### EXERCISE
Given the entries that follow, write out exactly the lines starting at the one containing "Target: woman's right hand" and ending at the one containing "Target: thumb", both ends included, and only those.

### EXERCISE DATA
╔══

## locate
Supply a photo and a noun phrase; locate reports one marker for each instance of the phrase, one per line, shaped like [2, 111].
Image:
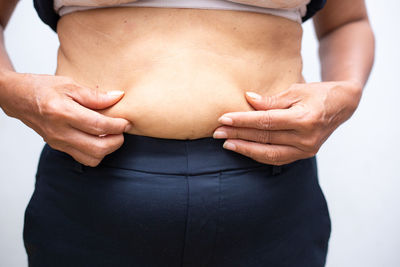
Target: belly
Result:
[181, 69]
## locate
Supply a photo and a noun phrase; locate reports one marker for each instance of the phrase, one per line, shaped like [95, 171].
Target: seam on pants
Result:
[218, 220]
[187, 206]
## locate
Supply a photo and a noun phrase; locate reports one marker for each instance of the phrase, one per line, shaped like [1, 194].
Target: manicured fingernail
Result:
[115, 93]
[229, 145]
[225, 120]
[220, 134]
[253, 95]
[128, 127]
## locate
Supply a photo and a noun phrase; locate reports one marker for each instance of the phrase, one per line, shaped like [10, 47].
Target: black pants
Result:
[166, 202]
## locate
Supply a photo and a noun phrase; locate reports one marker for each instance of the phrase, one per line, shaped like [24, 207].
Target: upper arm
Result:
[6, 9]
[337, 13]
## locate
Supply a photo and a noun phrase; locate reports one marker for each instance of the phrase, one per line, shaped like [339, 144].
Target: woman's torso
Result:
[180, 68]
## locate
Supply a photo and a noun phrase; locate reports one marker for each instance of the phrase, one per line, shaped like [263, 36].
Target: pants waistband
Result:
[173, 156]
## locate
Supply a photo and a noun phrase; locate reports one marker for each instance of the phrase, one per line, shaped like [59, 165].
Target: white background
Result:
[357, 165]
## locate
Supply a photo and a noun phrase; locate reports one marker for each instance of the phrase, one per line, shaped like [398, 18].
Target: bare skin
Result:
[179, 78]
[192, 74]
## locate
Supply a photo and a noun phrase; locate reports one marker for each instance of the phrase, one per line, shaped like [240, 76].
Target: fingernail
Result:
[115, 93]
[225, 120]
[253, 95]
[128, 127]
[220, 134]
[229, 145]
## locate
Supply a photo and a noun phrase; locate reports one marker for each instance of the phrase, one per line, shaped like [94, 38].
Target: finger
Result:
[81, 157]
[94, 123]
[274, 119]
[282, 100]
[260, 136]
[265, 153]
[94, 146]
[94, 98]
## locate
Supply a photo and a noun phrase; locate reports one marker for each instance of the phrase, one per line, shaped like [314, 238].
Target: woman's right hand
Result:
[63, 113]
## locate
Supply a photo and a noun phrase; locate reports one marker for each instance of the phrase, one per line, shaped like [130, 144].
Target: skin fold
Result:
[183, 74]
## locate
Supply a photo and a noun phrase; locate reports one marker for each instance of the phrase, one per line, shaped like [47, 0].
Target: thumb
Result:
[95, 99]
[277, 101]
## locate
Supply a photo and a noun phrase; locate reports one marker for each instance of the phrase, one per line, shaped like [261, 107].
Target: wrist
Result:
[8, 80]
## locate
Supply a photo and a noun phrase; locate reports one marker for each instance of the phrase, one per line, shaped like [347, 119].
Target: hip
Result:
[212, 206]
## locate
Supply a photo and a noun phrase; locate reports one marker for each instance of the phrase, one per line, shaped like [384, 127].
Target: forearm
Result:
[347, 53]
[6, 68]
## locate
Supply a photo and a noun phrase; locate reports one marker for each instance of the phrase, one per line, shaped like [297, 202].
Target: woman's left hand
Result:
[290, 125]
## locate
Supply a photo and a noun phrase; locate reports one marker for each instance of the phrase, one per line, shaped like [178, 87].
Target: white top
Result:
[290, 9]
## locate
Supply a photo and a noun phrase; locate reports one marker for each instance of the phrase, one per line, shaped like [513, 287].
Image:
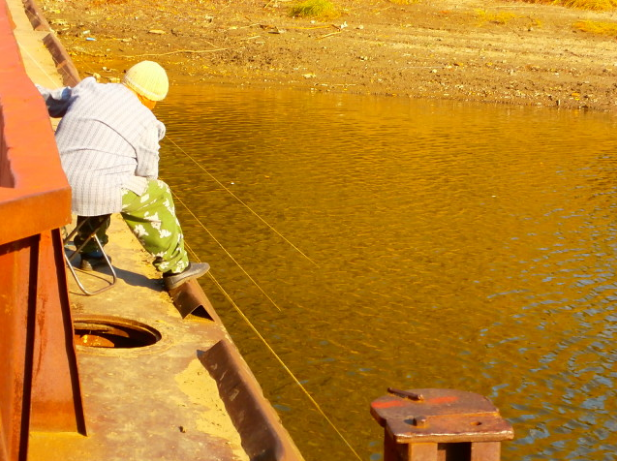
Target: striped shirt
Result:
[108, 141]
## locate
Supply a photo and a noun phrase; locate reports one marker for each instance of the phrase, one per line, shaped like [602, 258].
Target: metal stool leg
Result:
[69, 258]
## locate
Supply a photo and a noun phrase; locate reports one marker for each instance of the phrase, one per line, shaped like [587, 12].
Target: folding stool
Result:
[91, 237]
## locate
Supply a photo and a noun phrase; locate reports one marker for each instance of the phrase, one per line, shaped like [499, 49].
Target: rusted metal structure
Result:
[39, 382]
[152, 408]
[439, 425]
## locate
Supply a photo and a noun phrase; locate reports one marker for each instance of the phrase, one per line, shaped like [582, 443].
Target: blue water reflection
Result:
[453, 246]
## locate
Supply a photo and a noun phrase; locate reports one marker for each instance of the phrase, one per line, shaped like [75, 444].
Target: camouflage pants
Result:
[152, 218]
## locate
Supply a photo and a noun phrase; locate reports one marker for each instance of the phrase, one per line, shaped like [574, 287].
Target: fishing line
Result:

╚══

### YOUR SOLUTION
Target: woman's right hand
Result:
[63, 113]
## locate
Supply a photo and a noun phrase; locate reports one marker for each instance of the phrase, one per line, shaped like [130, 144].
Target: skin fold
Result:
[183, 74]
## locate
Supply a photo and a noun phrase; locate reports one marker for each instance of the phrase, one per line, shaped like [47, 0].
Target: thumb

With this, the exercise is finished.